-- PROBLEMS TO WORK ON --
1) In the STIR/SHAKEN article, replace "robocallers" with "scammers" and give the stretch from "Protocols and procedures to" through "in the world.".
2) According to the STIR/SHAKEN article, what is STIR short for?
3) List every agency or organization that the STIR/SHAKEN article mentions by name.

-- ARTICLE --
= STIR/SHAKEN =

Protocols and procedures to combat caller ID spoofing

STIR/SHAKEN, or SHAKEN/STIR, is a suite of protocols and procedures intended to combat caller ID spoofing on public telephone networks. Caller ID spoofing is used by robocallers to mask their identity or to make it appear the call is from a legitimate source, often a nearby phone number with the same area code and exchange, or from well-known agencies like the Internal Revenue Service or Ontario Provincial Police. This sort of spoofing is common for calls originating from voice-over-IP (VoIP) systems, which can be located anywhere in the world.

STIR, short for Secure Telephone Identity Revisited, has been defined as a series of RFC standards documents by a Working Group of the Internet Engineering Task Force. It works by adding a digital certificate to the Session Initiation Protocol information used to initiate and route calls in VoIP systems. The first public connection on the system, typically the VoIP service provider, examines the caller ID and compares it to a known list of IDs they provide to that customer. The provider then attaches an encrypted certificate to the SIP header with the service provider's identity and a trust value. VoIP software on the receiving end can check the authenticity of the message by decrypting STIR using the provider's public key.

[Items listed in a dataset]
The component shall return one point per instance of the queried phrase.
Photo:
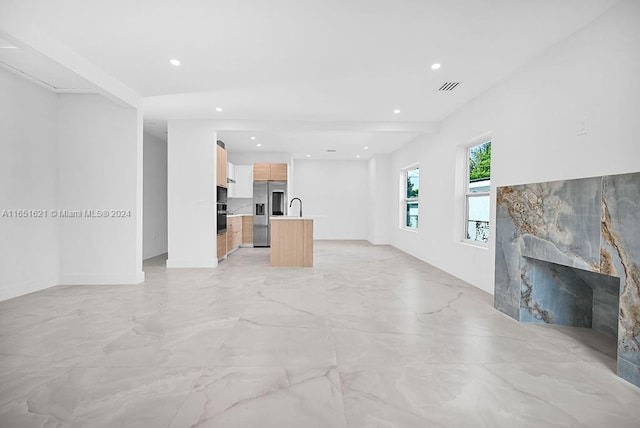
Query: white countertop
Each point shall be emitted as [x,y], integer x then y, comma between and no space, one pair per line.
[290,217]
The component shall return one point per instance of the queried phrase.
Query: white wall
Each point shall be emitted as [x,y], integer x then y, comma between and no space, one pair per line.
[380,188]
[155,197]
[532,117]
[29,254]
[99,148]
[191,189]
[336,193]
[249,158]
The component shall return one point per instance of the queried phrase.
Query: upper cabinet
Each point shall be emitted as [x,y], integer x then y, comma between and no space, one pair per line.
[270,172]
[231,174]
[221,166]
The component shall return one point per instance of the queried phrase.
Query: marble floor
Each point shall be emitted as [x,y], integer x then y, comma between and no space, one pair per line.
[369,337]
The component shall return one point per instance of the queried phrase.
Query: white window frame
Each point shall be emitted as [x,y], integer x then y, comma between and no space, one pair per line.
[405,201]
[468,194]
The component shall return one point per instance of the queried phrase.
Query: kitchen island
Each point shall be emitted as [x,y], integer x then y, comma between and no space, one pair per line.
[291,241]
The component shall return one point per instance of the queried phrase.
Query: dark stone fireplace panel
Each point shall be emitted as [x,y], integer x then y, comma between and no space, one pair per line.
[554,239]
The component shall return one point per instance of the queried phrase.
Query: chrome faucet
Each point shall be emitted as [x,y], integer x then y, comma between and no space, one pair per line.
[300,200]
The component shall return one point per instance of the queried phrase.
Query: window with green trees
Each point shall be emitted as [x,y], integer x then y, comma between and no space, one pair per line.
[478,179]
[412,189]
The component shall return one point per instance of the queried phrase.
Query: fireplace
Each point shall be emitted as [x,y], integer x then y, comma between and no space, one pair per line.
[557,294]
[568,252]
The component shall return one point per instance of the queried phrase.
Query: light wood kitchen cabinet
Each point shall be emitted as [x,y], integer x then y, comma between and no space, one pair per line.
[291,242]
[261,171]
[278,171]
[234,233]
[247,229]
[269,172]
[221,243]
[221,166]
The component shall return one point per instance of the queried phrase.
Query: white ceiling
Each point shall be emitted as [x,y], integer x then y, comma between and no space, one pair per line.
[41,70]
[322,61]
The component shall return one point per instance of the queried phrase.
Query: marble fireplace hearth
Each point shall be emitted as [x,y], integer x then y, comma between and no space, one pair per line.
[568,252]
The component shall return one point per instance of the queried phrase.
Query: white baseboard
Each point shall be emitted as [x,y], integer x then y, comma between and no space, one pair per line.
[100,279]
[155,252]
[191,264]
[25,287]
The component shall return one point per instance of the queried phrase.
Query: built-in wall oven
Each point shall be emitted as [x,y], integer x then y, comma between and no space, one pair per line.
[221,208]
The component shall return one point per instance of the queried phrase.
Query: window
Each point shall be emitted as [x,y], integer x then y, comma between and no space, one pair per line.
[411,181]
[478,186]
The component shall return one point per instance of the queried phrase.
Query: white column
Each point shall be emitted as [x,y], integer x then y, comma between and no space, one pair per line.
[191,188]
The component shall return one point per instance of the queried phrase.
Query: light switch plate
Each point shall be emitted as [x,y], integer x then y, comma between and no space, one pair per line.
[582,126]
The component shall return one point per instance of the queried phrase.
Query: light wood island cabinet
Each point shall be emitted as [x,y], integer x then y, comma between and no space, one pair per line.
[291,242]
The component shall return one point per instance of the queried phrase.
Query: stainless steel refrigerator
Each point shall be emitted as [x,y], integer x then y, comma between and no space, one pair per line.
[269,200]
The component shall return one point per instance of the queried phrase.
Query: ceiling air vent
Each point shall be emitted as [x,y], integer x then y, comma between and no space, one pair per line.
[448,86]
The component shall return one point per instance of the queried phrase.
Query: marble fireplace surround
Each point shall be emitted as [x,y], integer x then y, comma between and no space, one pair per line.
[568,252]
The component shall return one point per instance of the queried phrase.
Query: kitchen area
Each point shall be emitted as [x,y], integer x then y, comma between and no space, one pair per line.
[253,210]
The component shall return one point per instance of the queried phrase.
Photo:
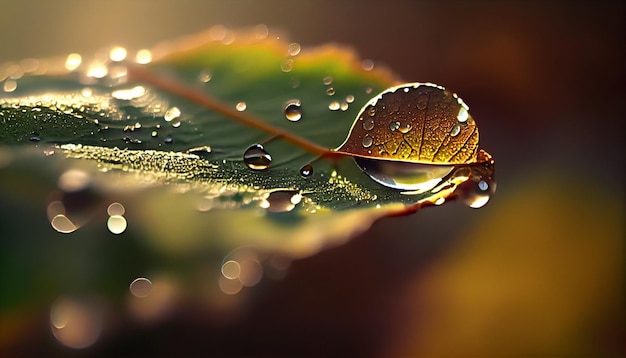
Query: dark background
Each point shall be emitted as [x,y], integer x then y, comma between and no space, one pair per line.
[539,271]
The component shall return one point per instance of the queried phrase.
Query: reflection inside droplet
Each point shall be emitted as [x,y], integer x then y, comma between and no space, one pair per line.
[404,175]
[116,209]
[456,129]
[367,141]
[116,224]
[231,269]
[63,224]
[75,323]
[171,114]
[293,110]
[255,157]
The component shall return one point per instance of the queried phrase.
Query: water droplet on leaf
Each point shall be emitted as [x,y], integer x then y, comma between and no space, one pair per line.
[456,129]
[367,141]
[257,158]
[293,110]
[368,124]
[307,170]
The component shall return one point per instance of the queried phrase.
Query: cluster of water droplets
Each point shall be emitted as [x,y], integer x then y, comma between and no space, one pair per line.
[246,266]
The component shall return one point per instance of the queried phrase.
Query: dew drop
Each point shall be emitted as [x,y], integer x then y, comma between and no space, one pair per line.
[241,106]
[367,141]
[463,115]
[404,128]
[456,129]
[368,124]
[205,76]
[482,185]
[306,171]
[171,114]
[294,49]
[118,54]
[73,61]
[117,224]
[257,158]
[404,175]
[334,106]
[293,110]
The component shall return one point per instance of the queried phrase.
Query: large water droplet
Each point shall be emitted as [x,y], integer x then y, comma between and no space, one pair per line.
[307,170]
[404,175]
[368,124]
[456,129]
[257,158]
[293,110]
[171,114]
[367,141]
[280,201]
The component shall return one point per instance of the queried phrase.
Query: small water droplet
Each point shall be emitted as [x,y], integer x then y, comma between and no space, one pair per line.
[307,170]
[257,158]
[367,141]
[205,76]
[463,115]
[368,124]
[172,113]
[117,54]
[293,110]
[456,129]
[241,106]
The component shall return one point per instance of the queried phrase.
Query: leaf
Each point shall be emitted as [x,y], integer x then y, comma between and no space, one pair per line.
[232,139]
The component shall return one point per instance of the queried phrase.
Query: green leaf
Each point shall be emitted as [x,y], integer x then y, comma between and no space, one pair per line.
[217,143]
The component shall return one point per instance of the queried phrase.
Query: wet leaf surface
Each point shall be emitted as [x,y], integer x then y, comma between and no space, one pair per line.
[221,152]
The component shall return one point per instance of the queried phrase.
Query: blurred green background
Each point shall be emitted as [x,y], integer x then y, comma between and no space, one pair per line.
[539,271]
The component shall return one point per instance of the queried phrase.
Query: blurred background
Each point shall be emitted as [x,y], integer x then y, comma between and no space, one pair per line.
[539,271]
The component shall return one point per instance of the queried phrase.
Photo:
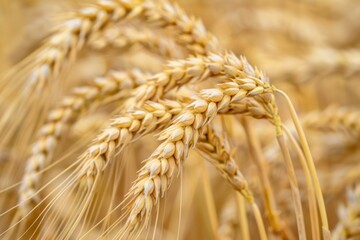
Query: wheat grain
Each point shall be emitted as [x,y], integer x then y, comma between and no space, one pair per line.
[50,134]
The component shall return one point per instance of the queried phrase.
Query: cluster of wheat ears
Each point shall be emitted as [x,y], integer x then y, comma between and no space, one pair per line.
[132,121]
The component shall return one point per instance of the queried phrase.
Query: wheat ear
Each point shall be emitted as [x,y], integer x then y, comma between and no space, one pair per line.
[217,150]
[70,108]
[183,134]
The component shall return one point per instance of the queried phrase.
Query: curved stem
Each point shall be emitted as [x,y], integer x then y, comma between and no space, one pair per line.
[311,165]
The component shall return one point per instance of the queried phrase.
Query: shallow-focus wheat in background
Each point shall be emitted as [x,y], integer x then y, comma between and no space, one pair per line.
[149,119]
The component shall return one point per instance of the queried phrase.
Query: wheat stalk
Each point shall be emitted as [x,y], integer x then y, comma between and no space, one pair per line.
[68,111]
[177,139]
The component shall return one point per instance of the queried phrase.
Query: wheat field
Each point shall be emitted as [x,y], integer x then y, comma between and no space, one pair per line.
[151,119]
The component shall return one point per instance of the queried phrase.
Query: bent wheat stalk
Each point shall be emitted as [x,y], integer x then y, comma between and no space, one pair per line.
[177,139]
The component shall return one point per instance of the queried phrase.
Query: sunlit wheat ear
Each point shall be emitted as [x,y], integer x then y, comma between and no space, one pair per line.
[48,63]
[348,226]
[177,140]
[217,150]
[246,82]
[83,98]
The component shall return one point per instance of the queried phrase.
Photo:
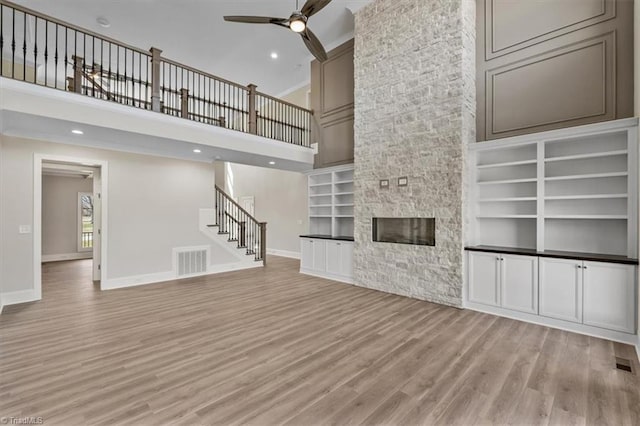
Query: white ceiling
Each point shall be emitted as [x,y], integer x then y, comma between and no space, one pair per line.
[193,32]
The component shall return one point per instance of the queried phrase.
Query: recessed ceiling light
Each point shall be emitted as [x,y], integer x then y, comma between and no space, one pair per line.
[103,22]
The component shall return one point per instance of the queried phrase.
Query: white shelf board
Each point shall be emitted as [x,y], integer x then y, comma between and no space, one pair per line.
[496,182]
[508,199]
[584,156]
[586,197]
[587,176]
[588,217]
[507,216]
[506,164]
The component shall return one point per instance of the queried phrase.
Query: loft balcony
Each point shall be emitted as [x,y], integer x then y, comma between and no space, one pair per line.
[56,75]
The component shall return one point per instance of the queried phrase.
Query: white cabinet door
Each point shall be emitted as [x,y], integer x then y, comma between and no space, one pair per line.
[319,255]
[346,267]
[609,295]
[484,278]
[561,289]
[306,253]
[334,257]
[519,289]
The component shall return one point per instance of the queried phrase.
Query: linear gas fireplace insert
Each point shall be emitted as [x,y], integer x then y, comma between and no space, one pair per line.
[419,231]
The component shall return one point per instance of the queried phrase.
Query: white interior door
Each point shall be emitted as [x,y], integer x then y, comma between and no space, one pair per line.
[97,224]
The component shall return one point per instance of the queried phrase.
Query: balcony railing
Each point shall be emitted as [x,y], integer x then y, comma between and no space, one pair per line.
[46,51]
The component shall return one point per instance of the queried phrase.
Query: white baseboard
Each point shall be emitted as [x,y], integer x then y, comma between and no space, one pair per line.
[616,336]
[136,280]
[284,253]
[230,267]
[66,256]
[22,296]
[158,277]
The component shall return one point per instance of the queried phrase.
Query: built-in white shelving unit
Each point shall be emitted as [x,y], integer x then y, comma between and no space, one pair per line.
[565,190]
[331,202]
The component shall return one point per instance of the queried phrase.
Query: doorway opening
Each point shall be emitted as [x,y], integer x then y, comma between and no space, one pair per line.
[69,222]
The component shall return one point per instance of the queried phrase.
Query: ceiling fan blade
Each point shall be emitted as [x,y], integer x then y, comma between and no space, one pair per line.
[311,7]
[314,45]
[257,20]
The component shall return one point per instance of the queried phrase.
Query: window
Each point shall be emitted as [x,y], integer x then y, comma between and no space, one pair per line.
[85,221]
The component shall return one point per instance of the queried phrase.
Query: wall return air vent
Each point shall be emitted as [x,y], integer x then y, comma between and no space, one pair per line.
[191,261]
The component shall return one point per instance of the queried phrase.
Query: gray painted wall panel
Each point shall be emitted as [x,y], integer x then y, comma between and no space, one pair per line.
[548,64]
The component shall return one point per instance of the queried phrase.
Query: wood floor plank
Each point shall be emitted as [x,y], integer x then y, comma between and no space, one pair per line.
[271,346]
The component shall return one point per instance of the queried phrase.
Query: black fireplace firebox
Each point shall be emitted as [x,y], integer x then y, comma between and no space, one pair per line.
[419,231]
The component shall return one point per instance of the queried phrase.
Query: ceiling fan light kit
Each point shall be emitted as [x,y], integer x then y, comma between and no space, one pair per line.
[297,23]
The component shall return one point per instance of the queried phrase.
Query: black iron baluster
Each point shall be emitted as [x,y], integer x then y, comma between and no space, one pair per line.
[35,50]
[13,46]
[24,48]
[1,38]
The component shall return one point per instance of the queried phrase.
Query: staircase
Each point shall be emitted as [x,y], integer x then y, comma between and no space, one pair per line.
[240,227]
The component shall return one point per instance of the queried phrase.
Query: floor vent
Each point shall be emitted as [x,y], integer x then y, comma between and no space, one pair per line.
[191,261]
[624,364]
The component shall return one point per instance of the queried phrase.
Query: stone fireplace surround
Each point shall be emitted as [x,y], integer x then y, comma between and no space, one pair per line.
[414,114]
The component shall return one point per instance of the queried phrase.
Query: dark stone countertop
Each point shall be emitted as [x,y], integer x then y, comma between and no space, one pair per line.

-- THE RESPONSES --
1)
Protocols and procedures to combat caller ID spoofing

STIR/SHAKEN, or SHAKEN/STIR, is a suite of protocols and procedures intended to combat caller ID spoofing on public telephone networks. Caller ID spoofing is used by scammers to mask their identity or to make it appear the call is from a legitimate source, often a nearby phone number with the same area code and exchange, or from well-known agencies like the Internal Revenue Service or Ontario Provincial Police. This sort of spoofing is common for calls originating from voice-over-IP (VoIP) systems, which can be located anywhere in the world.

2) Secure Telephone Identity Revisited

3)
Internal Revenue Service
Ontario Provincial Police
Internet Engineering Task Force